* PROBLEM TO WORK ON *
Determine how many lines in the entries below contain "woman", and output that number alone.

* RECORDS *

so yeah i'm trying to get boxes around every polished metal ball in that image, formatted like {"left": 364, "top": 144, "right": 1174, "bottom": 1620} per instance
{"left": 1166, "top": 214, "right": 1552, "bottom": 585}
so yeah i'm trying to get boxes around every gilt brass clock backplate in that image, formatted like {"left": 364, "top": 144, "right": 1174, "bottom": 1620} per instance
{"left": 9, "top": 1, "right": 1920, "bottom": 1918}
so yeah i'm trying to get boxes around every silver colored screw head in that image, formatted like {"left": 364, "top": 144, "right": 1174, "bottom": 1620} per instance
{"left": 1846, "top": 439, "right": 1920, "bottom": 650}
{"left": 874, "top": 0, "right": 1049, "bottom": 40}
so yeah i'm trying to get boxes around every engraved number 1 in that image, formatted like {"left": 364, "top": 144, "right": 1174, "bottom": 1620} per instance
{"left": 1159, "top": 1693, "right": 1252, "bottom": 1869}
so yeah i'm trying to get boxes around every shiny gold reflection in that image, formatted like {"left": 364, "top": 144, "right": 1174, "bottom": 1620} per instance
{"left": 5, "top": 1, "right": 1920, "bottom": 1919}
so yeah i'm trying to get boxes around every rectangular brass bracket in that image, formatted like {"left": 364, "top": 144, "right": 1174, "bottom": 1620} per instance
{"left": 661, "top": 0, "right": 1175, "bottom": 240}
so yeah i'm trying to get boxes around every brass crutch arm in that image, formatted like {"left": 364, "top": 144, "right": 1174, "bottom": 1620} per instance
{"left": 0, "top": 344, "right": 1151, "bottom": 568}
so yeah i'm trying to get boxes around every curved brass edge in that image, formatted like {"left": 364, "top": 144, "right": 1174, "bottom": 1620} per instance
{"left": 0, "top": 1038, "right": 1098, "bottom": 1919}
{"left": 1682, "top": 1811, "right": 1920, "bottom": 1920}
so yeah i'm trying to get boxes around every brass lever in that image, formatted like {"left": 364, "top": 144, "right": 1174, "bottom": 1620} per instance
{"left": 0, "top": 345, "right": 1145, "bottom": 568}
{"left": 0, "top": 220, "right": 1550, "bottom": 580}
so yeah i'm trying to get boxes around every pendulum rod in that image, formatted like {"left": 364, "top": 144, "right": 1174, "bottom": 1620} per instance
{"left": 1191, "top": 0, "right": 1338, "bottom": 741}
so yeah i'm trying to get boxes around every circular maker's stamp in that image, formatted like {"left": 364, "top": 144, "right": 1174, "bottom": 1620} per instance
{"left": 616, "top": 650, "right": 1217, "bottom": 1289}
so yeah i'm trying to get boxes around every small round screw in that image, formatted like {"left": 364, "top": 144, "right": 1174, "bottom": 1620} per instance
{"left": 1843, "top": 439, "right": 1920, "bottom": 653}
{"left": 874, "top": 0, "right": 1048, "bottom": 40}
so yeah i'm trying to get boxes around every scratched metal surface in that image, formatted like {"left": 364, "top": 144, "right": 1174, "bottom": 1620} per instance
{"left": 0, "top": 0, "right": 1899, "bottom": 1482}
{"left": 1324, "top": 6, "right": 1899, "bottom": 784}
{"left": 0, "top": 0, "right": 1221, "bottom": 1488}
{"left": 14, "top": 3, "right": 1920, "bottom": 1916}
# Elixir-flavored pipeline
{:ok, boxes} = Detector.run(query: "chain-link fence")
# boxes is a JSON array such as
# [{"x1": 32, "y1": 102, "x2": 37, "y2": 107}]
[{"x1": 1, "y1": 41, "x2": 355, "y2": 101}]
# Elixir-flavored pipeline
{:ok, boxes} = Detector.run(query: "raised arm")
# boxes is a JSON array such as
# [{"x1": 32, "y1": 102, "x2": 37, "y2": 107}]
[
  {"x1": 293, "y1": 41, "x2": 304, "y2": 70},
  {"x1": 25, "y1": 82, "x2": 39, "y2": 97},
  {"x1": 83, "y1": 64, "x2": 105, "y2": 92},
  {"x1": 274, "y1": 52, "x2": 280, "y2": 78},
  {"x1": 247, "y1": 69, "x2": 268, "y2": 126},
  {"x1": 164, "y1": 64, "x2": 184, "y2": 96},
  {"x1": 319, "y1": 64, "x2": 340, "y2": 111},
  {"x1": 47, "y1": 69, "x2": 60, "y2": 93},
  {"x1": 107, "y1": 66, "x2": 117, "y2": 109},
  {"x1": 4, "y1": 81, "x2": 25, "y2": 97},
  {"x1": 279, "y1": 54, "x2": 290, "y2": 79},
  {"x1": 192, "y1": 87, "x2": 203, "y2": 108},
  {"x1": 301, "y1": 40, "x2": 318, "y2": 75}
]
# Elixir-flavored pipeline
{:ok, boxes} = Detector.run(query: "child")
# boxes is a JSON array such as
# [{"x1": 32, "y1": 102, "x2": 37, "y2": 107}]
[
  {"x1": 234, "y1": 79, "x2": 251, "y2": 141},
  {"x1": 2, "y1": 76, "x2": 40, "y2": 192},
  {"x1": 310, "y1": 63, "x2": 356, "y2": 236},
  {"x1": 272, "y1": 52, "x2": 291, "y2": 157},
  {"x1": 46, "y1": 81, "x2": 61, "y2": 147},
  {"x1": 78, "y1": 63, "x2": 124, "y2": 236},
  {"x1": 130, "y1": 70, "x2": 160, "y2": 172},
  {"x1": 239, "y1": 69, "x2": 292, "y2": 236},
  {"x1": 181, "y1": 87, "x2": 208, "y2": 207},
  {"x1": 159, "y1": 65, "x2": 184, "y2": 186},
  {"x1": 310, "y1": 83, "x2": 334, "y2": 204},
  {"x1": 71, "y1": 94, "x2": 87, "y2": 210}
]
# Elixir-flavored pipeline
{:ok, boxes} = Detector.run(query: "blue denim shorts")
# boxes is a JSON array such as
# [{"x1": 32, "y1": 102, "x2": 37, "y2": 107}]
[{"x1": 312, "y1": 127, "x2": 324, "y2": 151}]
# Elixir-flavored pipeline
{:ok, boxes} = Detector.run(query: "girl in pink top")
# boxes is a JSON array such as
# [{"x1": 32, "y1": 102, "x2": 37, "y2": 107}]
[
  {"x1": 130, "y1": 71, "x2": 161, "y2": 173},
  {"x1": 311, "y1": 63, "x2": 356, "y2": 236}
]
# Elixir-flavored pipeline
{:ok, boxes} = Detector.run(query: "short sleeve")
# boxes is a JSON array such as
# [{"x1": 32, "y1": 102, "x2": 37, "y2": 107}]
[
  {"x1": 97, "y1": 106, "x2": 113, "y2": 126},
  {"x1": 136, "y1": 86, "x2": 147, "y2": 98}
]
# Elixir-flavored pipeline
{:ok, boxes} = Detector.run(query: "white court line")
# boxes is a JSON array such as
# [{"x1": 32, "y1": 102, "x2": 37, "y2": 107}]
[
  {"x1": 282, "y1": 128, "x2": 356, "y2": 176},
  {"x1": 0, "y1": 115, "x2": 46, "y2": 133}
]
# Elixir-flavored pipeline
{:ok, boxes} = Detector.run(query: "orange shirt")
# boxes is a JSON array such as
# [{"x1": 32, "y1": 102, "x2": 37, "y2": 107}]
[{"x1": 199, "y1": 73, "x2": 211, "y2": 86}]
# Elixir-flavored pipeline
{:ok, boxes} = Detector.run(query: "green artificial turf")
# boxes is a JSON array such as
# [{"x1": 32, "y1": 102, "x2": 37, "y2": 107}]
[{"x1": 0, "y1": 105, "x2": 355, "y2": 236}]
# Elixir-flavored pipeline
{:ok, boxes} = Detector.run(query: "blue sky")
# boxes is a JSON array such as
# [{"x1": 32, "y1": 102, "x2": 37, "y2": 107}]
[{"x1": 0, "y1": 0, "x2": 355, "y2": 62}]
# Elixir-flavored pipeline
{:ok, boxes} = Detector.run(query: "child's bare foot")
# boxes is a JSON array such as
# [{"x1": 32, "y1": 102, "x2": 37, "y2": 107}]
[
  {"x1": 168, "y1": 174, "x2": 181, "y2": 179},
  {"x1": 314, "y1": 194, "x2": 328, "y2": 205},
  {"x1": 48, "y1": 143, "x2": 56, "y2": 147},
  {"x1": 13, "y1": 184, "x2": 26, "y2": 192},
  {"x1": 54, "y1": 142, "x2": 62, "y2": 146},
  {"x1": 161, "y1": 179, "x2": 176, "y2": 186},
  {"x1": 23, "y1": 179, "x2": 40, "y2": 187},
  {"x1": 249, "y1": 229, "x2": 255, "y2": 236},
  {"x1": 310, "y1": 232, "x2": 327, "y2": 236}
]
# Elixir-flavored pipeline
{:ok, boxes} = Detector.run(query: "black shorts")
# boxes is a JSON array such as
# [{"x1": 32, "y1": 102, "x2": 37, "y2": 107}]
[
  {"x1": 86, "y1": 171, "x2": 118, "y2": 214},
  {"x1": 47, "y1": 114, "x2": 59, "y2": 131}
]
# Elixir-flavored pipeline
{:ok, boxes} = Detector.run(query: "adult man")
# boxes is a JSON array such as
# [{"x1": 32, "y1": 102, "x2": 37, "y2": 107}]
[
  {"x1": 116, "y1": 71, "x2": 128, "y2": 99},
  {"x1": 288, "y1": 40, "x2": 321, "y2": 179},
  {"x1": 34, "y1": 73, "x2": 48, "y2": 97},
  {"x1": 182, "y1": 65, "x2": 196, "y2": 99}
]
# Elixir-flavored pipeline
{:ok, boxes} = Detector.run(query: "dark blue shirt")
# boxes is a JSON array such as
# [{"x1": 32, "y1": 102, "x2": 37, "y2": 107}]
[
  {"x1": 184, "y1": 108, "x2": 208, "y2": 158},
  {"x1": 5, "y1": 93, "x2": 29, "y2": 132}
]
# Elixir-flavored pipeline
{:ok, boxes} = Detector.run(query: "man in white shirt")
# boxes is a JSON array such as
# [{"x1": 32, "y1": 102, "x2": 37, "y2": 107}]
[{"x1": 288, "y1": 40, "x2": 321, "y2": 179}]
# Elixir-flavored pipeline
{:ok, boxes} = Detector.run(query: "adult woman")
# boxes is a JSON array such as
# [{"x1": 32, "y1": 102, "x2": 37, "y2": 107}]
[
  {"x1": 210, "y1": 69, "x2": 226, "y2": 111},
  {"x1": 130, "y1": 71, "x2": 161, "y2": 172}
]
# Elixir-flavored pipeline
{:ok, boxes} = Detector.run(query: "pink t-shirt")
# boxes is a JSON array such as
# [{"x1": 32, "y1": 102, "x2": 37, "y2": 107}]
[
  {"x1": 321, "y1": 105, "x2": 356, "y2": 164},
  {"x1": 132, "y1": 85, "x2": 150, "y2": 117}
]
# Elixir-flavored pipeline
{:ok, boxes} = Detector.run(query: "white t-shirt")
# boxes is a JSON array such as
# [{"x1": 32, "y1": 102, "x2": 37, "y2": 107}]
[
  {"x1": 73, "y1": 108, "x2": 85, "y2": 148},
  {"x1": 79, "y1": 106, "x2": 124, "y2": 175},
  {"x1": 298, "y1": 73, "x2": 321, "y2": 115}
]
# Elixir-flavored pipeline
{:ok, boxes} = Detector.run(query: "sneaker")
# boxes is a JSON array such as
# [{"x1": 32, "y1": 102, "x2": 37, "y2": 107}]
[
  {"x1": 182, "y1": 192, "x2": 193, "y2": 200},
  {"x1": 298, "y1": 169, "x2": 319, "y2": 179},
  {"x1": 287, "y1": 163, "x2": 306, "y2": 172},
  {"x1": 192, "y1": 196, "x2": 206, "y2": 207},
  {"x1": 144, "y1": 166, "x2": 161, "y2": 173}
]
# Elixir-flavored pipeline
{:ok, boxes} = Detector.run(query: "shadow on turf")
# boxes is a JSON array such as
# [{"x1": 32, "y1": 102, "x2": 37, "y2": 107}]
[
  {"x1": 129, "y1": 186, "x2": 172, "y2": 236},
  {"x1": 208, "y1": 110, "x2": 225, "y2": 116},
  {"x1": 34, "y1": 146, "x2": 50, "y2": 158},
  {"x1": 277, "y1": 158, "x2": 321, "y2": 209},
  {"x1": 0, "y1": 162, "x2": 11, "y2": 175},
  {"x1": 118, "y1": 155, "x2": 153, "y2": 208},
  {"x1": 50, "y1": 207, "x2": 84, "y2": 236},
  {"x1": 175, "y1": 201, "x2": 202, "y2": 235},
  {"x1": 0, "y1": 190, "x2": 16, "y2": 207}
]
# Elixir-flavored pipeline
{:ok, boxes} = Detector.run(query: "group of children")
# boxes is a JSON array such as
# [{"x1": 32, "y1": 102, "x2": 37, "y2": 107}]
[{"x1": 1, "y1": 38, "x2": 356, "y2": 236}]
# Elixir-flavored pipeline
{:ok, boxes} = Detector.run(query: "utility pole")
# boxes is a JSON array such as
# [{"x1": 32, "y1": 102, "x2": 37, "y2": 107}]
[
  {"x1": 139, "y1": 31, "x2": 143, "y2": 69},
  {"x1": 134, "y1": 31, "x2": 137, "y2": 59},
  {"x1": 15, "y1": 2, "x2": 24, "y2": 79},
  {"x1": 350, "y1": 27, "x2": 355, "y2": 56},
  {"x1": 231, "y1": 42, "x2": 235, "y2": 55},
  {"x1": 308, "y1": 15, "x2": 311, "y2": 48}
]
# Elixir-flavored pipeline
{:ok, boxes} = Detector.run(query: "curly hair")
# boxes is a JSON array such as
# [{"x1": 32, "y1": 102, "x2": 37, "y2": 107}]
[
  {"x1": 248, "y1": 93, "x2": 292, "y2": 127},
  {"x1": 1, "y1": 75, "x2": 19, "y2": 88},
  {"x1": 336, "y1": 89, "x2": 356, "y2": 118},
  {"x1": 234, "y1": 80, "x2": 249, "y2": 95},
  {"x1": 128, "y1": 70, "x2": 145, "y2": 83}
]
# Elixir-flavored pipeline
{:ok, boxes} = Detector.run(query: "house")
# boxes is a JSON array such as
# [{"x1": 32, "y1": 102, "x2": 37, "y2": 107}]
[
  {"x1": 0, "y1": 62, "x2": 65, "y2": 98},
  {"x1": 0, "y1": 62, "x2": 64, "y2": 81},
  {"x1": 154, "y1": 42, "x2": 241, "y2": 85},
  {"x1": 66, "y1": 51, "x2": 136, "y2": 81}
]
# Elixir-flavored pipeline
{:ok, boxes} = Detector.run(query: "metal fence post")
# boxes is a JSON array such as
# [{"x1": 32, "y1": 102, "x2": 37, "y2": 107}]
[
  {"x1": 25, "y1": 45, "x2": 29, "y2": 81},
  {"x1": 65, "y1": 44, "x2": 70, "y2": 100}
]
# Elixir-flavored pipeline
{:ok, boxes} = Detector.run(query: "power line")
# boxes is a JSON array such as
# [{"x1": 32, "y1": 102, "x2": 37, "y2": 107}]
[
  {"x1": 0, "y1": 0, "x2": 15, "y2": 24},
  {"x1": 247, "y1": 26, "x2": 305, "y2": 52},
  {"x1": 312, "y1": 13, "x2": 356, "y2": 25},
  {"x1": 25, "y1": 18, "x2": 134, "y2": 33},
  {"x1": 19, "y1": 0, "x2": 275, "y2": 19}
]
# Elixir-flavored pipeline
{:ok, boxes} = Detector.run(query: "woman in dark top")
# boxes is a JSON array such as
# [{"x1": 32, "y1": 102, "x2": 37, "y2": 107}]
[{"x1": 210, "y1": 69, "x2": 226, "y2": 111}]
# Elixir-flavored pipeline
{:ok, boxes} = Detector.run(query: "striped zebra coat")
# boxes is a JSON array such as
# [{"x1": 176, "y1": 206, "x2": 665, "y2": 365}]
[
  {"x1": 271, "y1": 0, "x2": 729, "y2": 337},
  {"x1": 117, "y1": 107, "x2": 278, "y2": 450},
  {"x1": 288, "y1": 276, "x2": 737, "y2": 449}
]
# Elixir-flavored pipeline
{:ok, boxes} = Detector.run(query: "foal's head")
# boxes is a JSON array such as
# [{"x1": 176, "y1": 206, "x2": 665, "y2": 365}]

* EXERCISE OUTPUT *
2